Start of Block

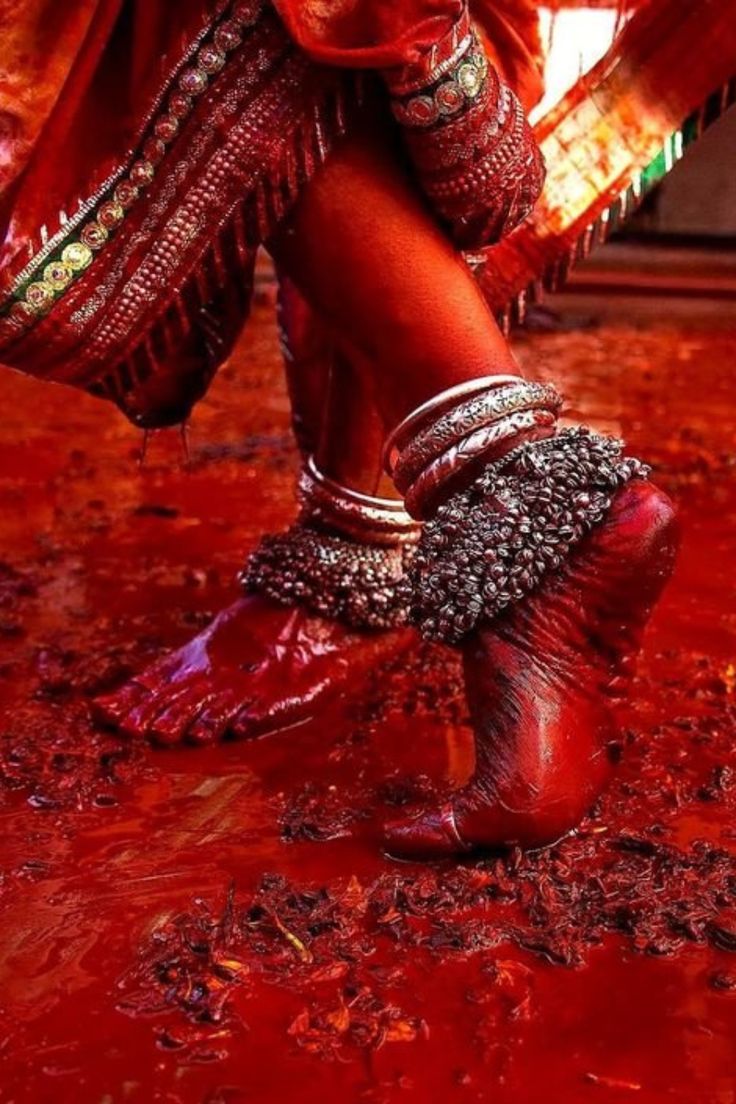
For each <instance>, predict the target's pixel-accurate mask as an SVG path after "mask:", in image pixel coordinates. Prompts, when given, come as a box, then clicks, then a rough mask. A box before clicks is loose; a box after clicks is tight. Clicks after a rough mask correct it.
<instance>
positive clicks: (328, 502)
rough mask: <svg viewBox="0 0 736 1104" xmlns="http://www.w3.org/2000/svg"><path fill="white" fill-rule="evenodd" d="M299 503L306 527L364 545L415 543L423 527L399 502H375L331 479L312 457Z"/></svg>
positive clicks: (299, 489)
mask: <svg viewBox="0 0 736 1104" xmlns="http://www.w3.org/2000/svg"><path fill="white" fill-rule="evenodd" d="M299 499H300V503H301V512H300V516H299V520H300V521H301V522H302V523H303V524H309V526H312V527H314V526H318V527H322V528H326V529H329V530H331V531H334V532H337V533H341V534H342V535H343V537H350V538H352V539H353V540H356V541H362V542H363V543H365V544H378V545H386V546H390V545H397V544H410V543H415V542H416V541H417V540H418V539H419V534H420V532H422V527H420V524H419V523H418V522H417V521H415V519H414V518H412V517H410V516H409V514H408V513H407V512H406V510H405V509H404V506H403V503H402V502H401V501H399V500H398V499H391V498H376V497H374V496H371V495H363V493H361V492H360V491H355V490H352V489H351V488H349V487H344V486H343V485H342V484H339V482H337V481H335V480H334V479H330V478H329V476H326V475H324V474H323V473H322V471H320V469H319V468H318V466H317V464H316V461H314V458H313V457H310V458H309V459H308V460H307V463H306V465H305V467H303V469H302V473H301V476H300V478H299Z"/></svg>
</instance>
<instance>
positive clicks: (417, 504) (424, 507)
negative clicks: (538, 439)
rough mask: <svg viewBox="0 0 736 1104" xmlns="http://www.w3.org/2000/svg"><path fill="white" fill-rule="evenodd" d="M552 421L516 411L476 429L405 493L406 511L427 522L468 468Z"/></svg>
mask: <svg viewBox="0 0 736 1104" xmlns="http://www.w3.org/2000/svg"><path fill="white" fill-rule="evenodd" d="M556 421H557V420H556V417H555V415H554V414H553V413H552V412H551V411H544V410H532V411H520V412H519V413H518V414H511V415H509V417H505V418H502V420H501V421H500V422H494V423H493V425H490V426H484V427H483V428H482V429H477V431H476V433H471V434H470V435H469V436H468V437H466V438H465V439H463V440H461V442H460V444H459V445H454V446H452V447H451V448H448V449H447V452H445V453H442V455H441V456H440V457H439V458H438V459H436V460H435V461H434V463H433V464H430V465H429V466H428V467H426V468H425V469H424V471H423V473H422V474H420V475H419V477H418V478H417V479H416V480H415V481H414V482H413V484H412V486H410V487H409V489H408V490H407V492H406V498H405V502H406V509H407V510H408V511H409V513H412V516H413V517H415V518H419V519H423V520H424V519H426V518H428V517H429V516H430V514H431V512H433V509H434V507H435V506H436V505H437V498H438V495H439V493H440V492H441V491H442V489H445V487H446V485H447V484H448V482H449V481H450V480H452V481H454V480H455V478H456V477H457V476H458V475H459V474H460V473H461V471H462V470H463V469H466V468H467V467H468V466H469V465H471V464H476V463H478V461H479V460H482V459H487V460H493V459H494V456H493V453H494V452H497V450H498V448H499V446H501V445H503V443H504V442H508V440H510V439H511V440H512V439H513V438H514V437H518V436H520V435H521V434H523V433H525V432H527V431H530V429H537V428H546V427H552V426H554V425H555V422H556Z"/></svg>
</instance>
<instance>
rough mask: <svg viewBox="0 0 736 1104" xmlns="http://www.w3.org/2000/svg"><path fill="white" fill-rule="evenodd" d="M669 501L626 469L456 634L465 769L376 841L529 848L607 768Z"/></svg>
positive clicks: (666, 560) (655, 590)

End of Block

Could you reproduce all of the data above with "rough mask" switched to "coarse mask" wherever it occurs, keeping everything else the same and leaving out the pictures?

• RESPONSE BOX:
For each <instance>, predict the target's pixel-accurate mask as an SVG path after "mask:", in image pixel coordinates. Prompts, when given, come as a box, then clicks, then a coarse mask. A box before clicks is loose; a box after clicks is tight. Clicks after a coarse mask correct it.
<instance>
positive clicks: (328, 502)
coarse mask: <svg viewBox="0 0 736 1104" xmlns="http://www.w3.org/2000/svg"><path fill="white" fill-rule="evenodd" d="M299 503L306 527L364 545L415 543L423 527L399 502H375L331 479L312 457Z"/></svg>
positive clicks: (299, 489)
mask: <svg viewBox="0 0 736 1104" xmlns="http://www.w3.org/2000/svg"><path fill="white" fill-rule="evenodd" d="M299 499H300V503H301V512H300V516H299V520H300V521H301V522H302V523H303V524H309V526H312V527H314V526H318V527H322V528H326V529H329V530H331V531H334V532H337V533H341V534H342V535H343V537H350V538H352V539H353V540H356V541H362V542H363V543H365V544H378V545H386V546H390V545H397V544H410V543H415V542H416V541H417V540H418V539H419V534H420V532H422V527H420V524H419V523H418V522H417V521H415V519H414V518H412V517H410V516H409V514H408V513H407V512H406V510H405V509H404V506H403V503H402V502H401V501H399V500H398V499H391V498H376V497H374V496H371V495H363V493H361V492H360V491H355V490H352V489H351V488H349V487H344V486H343V485H342V484H339V482H337V481H335V480H334V479H330V478H329V476H326V475H324V474H323V473H322V471H320V469H319V468H318V466H317V464H316V461H314V458H313V457H310V458H309V459H308V460H307V463H306V465H305V467H303V469H302V473H301V476H300V478H299Z"/></svg>
</instance>
<instance>
positive clicks: (417, 504) (424, 507)
negative clicks: (538, 439)
coarse mask: <svg viewBox="0 0 736 1104" xmlns="http://www.w3.org/2000/svg"><path fill="white" fill-rule="evenodd" d="M552 421L516 411L476 429L405 493L406 511L427 522L468 468Z"/></svg>
mask: <svg viewBox="0 0 736 1104" xmlns="http://www.w3.org/2000/svg"><path fill="white" fill-rule="evenodd" d="M556 421H557V420H556V417H555V415H554V414H553V413H552V412H551V411H544V410H532V411H520V412H519V413H518V414H511V415H509V417H505V418H502V420H501V421H500V422H494V423H493V425H490V426H484V427H483V428H482V429H477V431H476V433H471V434H470V435H469V436H468V437H466V438H465V439H463V440H461V442H460V444H459V445H454V446H452V447H451V448H448V449H447V452H445V453H442V455H441V456H440V457H439V458H438V459H436V460H435V461H434V463H433V464H430V465H429V466H428V467H426V468H425V469H424V471H423V473H422V474H420V475H419V477H418V478H417V479H416V480H415V481H414V482H413V484H412V486H410V487H409V489H408V490H407V492H406V498H405V502H406V509H407V510H408V511H409V513H412V516H413V517H415V518H419V519H423V520H424V519H426V518H428V517H429V516H430V514H431V512H433V509H434V507H435V506H436V505H437V498H438V495H439V493H440V492H441V491H442V489H445V487H446V485H447V484H448V482H449V481H450V480H452V481H454V480H455V478H456V477H457V476H458V475H459V474H460V473H461V471H462V470H463V469H466V468H467V467H468V466H469V465H471V464H476V463H478V461H479V460H482V459H487V460H493V459H494V456H493V453H494V452H497V450H498V448H499V446H501V445H503V443H504V442H508V440H510V439H511V440H512V439H513V438H514V437H518V436H520V435H521V434H523V433H525V432H527V431H530V429H537V428H546V427H552V426H554V425H555V422H556Z"/></svg>
</instance>
<instance>
coarse mask: <svg viewBox="0 0 736 1104" xmlns="http://www.w3.org/2000/svg"><path fill="white" fill-rule="evenodd" d="M669 501L626 469L456 634L465 769L376 841L529 848L607 768Z"/></svg>
positive clicks: (666, 560) (655, 590)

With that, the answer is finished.